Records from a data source
━━━━━━━━

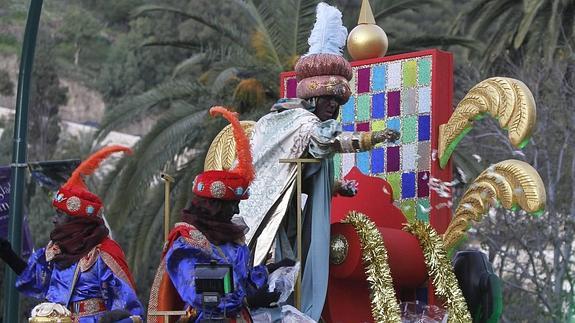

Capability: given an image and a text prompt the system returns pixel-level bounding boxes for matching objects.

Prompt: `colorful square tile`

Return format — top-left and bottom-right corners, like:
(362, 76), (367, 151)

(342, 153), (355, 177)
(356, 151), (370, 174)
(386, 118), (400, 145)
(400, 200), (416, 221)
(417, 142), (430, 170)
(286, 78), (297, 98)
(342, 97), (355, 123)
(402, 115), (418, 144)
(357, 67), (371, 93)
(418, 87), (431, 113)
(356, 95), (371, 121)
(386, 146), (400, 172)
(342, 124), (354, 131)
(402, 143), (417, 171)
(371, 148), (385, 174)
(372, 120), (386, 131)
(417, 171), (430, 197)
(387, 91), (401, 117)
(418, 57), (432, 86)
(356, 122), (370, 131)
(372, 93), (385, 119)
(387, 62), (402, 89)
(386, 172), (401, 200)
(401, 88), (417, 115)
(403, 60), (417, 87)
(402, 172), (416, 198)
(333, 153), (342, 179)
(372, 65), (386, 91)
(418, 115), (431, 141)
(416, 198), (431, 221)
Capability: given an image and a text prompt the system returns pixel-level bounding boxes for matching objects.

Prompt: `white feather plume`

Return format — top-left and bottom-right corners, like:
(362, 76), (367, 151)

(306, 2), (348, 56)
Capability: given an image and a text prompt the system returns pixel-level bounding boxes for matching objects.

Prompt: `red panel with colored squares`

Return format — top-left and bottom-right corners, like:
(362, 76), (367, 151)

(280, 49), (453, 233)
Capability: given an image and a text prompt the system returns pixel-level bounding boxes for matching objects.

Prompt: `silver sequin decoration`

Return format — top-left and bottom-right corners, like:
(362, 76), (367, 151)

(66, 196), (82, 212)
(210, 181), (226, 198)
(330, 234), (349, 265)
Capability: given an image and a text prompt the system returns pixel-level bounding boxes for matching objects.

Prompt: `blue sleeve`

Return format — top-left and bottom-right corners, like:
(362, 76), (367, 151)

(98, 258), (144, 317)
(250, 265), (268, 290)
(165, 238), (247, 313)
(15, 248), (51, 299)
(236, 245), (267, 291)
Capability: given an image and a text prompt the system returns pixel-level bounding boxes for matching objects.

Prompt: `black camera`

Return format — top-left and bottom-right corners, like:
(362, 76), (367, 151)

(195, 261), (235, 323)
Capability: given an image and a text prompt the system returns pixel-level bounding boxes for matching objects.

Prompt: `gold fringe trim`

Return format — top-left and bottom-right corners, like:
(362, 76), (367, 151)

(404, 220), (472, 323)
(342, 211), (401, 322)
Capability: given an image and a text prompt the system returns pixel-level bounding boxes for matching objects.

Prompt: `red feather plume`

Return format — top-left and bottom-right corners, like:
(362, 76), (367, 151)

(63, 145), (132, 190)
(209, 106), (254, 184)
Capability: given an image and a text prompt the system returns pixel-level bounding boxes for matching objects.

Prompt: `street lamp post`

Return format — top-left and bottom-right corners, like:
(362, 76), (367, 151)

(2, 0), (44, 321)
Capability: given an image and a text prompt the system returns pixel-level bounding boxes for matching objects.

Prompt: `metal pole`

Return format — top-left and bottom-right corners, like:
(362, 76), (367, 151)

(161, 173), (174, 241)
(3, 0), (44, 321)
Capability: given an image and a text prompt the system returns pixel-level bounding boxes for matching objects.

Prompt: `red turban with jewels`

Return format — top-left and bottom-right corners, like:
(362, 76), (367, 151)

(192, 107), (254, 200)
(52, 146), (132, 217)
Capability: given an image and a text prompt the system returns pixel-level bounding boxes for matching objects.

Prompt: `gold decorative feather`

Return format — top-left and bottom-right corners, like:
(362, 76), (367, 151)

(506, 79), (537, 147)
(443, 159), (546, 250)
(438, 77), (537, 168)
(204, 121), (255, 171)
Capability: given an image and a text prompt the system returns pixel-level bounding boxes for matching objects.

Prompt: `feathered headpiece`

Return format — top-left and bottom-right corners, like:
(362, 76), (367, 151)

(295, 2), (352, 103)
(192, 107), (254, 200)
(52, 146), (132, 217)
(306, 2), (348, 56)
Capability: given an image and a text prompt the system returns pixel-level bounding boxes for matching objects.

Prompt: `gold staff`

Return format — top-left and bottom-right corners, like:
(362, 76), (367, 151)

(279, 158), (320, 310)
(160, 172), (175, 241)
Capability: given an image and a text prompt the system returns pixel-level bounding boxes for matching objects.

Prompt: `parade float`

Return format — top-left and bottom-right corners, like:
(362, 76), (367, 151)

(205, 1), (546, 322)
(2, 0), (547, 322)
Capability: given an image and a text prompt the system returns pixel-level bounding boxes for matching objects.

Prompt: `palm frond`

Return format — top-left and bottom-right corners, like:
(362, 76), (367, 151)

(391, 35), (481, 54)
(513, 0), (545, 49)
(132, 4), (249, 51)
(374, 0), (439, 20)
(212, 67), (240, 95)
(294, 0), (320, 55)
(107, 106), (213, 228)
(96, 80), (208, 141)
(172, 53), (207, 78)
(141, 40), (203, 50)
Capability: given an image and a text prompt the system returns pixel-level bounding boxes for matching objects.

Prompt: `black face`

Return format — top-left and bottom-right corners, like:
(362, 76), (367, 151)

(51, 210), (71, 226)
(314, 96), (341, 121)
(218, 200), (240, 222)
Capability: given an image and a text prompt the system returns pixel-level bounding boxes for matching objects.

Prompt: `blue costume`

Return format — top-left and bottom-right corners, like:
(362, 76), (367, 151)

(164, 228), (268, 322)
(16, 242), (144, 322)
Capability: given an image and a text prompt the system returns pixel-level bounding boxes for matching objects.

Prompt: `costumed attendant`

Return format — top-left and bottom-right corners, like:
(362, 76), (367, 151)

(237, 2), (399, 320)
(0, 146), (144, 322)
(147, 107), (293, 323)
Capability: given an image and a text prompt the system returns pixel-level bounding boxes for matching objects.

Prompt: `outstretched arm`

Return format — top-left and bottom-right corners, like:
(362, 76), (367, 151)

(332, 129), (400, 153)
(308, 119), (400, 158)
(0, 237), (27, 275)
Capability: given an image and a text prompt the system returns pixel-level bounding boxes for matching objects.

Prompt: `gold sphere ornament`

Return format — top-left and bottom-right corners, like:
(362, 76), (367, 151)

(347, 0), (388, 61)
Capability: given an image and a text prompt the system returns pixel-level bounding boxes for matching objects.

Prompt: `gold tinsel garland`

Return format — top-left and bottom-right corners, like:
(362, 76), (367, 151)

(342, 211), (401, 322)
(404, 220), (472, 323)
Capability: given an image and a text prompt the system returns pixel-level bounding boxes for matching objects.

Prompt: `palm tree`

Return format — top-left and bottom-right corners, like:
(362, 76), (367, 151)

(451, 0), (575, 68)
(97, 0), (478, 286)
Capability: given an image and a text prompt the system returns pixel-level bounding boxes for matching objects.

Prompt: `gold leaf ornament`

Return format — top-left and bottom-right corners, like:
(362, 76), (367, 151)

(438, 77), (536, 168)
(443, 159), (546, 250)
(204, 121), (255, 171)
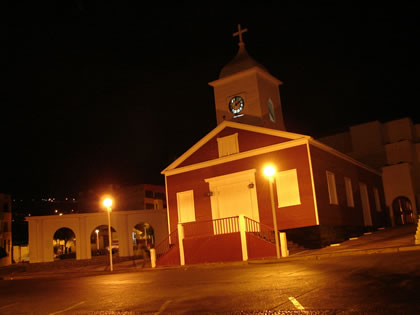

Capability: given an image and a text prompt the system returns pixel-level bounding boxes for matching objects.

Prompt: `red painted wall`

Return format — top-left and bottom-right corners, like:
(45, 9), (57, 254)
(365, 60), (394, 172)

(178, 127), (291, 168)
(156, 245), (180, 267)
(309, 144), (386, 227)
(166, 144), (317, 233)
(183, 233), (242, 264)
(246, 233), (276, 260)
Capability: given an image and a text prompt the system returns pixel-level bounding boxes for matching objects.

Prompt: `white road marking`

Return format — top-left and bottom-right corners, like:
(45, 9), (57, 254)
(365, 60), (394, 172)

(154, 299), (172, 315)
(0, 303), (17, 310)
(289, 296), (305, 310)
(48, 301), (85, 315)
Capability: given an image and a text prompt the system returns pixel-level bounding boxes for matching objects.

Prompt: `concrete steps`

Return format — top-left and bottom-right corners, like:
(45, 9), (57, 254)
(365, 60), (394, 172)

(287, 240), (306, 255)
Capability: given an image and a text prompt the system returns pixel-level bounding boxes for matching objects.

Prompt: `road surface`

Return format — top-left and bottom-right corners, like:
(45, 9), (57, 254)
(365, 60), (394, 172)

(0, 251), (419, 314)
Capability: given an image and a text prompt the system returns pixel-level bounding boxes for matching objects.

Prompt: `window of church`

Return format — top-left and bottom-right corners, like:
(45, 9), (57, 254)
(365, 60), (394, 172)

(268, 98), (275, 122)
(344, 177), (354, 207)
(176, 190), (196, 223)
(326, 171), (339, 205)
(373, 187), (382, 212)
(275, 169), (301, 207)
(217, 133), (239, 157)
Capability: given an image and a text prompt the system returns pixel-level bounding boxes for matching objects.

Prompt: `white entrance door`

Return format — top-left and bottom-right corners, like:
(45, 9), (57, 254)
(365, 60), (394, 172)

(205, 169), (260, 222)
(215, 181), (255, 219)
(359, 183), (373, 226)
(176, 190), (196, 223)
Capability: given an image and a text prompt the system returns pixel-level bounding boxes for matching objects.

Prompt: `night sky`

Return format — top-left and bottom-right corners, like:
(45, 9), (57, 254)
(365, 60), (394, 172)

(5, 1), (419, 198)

━━━━━━━━

◆ **Aim of the exercise**:
Transcribe exactly each line of the records from the start up to and including the one with "panel with colored", and leave out every picture.

◆ **Response**:
Capability: given an image and a text prompt the system returns pixel-level bounding boxes for matching objects.

Prompt: `colorful square tile`

Return format — top-left and bottom-right corners, like:
(362, 76), (367, 151)

(342, 153), (355, 177)
(356, 151), (370, 174)
(386, 118), (400, 145)
(400, 200), (416, 221)
(417, 142), (430, 170)
(286, 78), (297, 98)
(342, 97), (355, 123)
(402, 115), (418, 144)
(357, 67), (371, 93)
(418, 87), (431, 113)
(356, 95), (371, 121)
(386, 146), (400, 172)
(342, 124), (354, 131)
(402, 143), (417, 171)
(371, 148), (385, 174)
(372, 120), (386, 131)
(417, 171), (430, 197)
(387, 91), (401, 117)
(418, 57), (432, 86)
(356, 122), (370, 131)
(372, 93), (385, 119)
(387, 62), (402, 89)
(386, 172), (401, 200)
(401, 88), (417, 115)
(403, 60), (417, 87)
(402, 172), (416, 198)
(333, 153), (342, 179)
(372, 65), (386, 91)
(418, 115), (431, 141)
(416, 198), (431, 221)
Capability: given an image and a text prompt the system returns pixel-level bounding boxes for matching objects.

Prompt: `white feather plume`

Return format — top-left and bottom-right corners, like:
(362, 76), (367, 151)

(306, 2), (348, 56)
Capability: given an image and a text prompt the system returns pixel-level bounding boxes for matching objects.

Prompt: `red panel with colored squares`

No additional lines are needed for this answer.